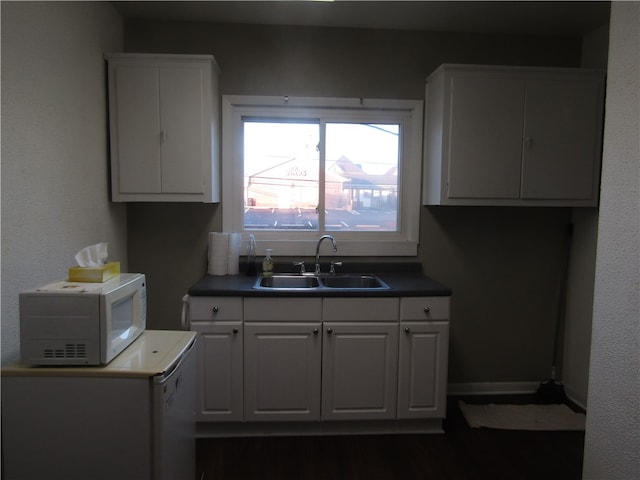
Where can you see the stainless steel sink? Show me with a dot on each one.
(287, 282)
(333, 282)
(351, 282)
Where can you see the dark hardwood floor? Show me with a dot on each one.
(460, 453)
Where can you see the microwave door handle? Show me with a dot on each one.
(184, 320)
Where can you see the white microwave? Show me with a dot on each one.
(72, 323)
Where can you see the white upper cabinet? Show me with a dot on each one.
(164, 124)
(513, 136)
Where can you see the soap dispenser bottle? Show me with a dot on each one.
(251, 256)
(267, 263)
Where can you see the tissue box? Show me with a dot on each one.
(94, 274)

··········

_Short task_
Convert the items above into a two-column CSV with the headers "prompt" and "points", one row per item holding its text and its answer, each in a single quoted field with line breaks replaced by spaces. Cover every item and leave out the pictures.

_Answer for this exercise_
prompt,points
"Where can you see the stainless steel sink? Show me with a dot on each one.","(287, 282) (333, 282) (351, 282)"
"Where can you see the dark hardwood floor? Show me with a dot on each one.","(460, 453)"
"Where can you see the microwave door handle? Show me with a dot on each one.","(184, 320)"
"Where can you see the white microwave? Show me with a dot on each one.","(72, 323)"
"Where can you see the white upper cabinet? Show me with a dot on each one.","(164, 124) (513, 136)"
"Where can you see the soap dispenser bottle? Show me with a dot on each one.","(251, 256) (267, 263)"
"Where can you see the tissue box? Show me with a dot on each one.","(94, 274)"